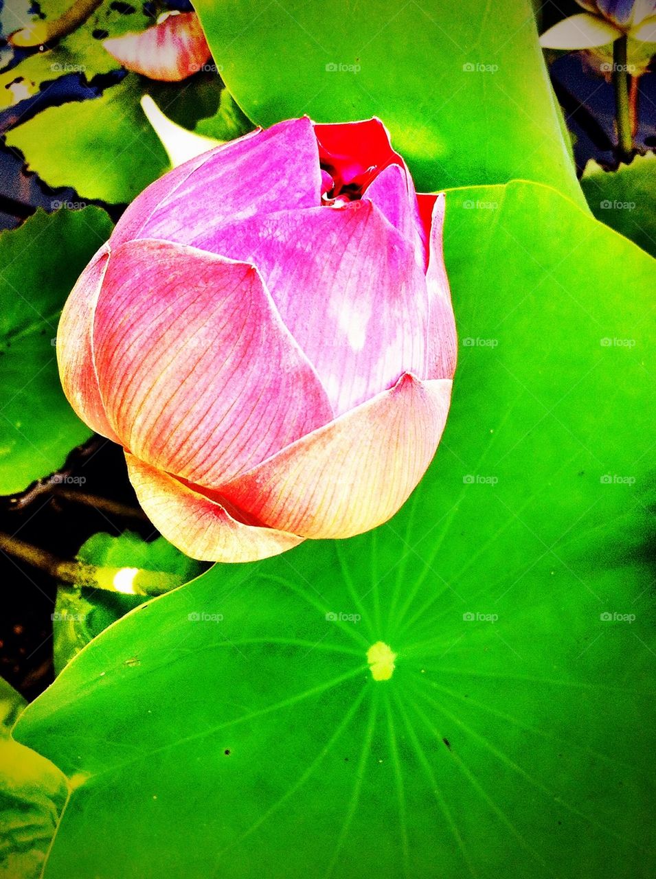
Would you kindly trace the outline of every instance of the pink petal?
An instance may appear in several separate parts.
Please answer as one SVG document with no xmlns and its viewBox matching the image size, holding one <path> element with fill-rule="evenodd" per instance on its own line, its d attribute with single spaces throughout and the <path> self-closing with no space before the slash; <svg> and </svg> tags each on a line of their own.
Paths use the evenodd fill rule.
<svg viewBox="0 0 656 879">
<path fill-rule="evenodd" d="M 435 454 L 451 382 L 405 374 L 391 389 L 223 485 L 258 520 L 303 537 L 350 537 L 393 516 Z"/>
<path fill-rule="evenodd" d="M 210 58 L 195 12 L 170 15 L 139 33 L 106 40 L 103 46 L 128 70 L 170 83 L 198 73 Z"/>
<path fill-rule="evenodd" d="M 388 165 L 367 187 L 363 199 L 373 201 L 392 226 L 412 246 L 417 261 L 426 271 L 428 249 L 412 179 L 404 166 Z"/>
<path fill-rule="evenodd" d="M 336 414 L 423 375 L 426 278 L 370 201 L 259 215 L 194 244 L 258 266 Z"/>
<path fill-rule="evenodd" d="M 295 534 L 237 521 L 221 504 L 128 453 L 126 461 L 146 515 L 168 541 L 192 558 L 256 562 L 302 542 Z"/>
<path fill-rule="evenodd" d="M 109 247 L 103 244 L 66 301 L 57 329 L 57 362 L 64 394 L 77 415 L 96 432 L 118 442 L 105 414 L 91 347 L 93 314 L 108 256 Z"/>
<path fill-rule="evenodd" d="M 451 293 L 444 266 L 443 228 L 446 198 L 441 193 L 433 208 L 428 287 L 429 318 L 426 374 L 430 379 L 451 379 L 456 372 L 458 340 Z"/>
<path fill-rule="evenodd" d="M 211 149 L 151 184 L 128 208 L 111 241 L 189 244 L 226 221 L 320 203 L 312 123 L 290 120 Z"/>
<path fill-rule="evenodd" d="M 244 263 L 162 241 L 113 251 L 96 309 L 107 417 L 136 457 L 213 487 L 332 412 Z"/>
</svg>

WHAT IS BEING ASKED: Rewrite the material above with "pink petal" renamed to "rose petal" and everything else unchanged. Leave out the pictures.

EXERCISE RESULT:
Would you kindly trace the outline of every instance of the rose petal?
An instance may appear in several separate parts.
Please answer as one SVG document with no xmlns and its viewBox matching the image size, holding one <path> element with fill-rule="evenodd" per instance on its own line, its d attribute with single spaces throughout and the <path> self-closing with no space before the slash; <svg> and </svg> tags each on a line of their own.
Paths use the evenodd fill rule.
<svg viewBox="0 0 656 879">
<path fill-rule="evenodd" d="M 435 454 L 451 382 L 405 374 L 391 389 L 223 485 L 258 520 L 303 537 L 350 537 L 393 516 Z"/>
<path fill-rule="evenodd" d="M 210 58 L 195 12 L 170 15 L 139 33 L 106 40 L 103 46 L 128 70 L 170 83 L 198 73 Z"/>
<path fill-rule="evenodd" d="M 388 165 L 367 187 L 363 199 L 373 201 L 392 226 L 412 246 L 417 261 L 426 271 L 428 249 L 412 179 L 404 166 Z"/>
<path fill-rule="evenodd" d="M 336 414 L 423 375 L 426 278 L 370 201 L 259 215 L 194 244 L 258 266 Z"/>
<path fill-rule="evenodd" d="M 295 534 L 237 521 L 221 504 L 128 453 L 126 461 L 146 515 L 168 541 L 192 558 L 256 562 L 302 542 Z"/>
<path fill-rule="evenodd" d="M 109 247 L 103 244 L 66 301 L 57 329 L 57 362 L 64 394 L 77 415 L 96 432 L 118 442 L 105 414 L 91 347 L 93 314 L 108 256 Z"/>
<path fill-rule="evenodd" d="M 451 293 L 444 266 L 443 228 L 446 198 L 441 193 L 433 208 L 428 287 L 429 318 L 426 374 L 430 379 L 451 379 L 456 372 L 458 340 Z"/>
<path fill-rule="evenodd" d="M 211 149 L 151 184 L 128 208 L 111 241 L 189 244 L 226 221 L 320 203 L 312 123 L 290 120 Z"/>
<path fill-rule="evenodd" d="M 244 263 L 162 241 L 113 251 L 96 309 L 107 417 L 136 457 L 213 487 L 332 412 Z"/>
</svg>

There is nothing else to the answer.